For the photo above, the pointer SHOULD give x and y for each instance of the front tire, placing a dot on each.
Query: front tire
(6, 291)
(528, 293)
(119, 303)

> **What to work on**:
What is needed here is an exact reproduction of all the entries.

> **Completed exercise**:
For the photo above, the pointer SHOULD give x and y for each instance of the front tire, placing a dot on each.
Query: front tire
(6, 291)
(528, 293)
(119, 303)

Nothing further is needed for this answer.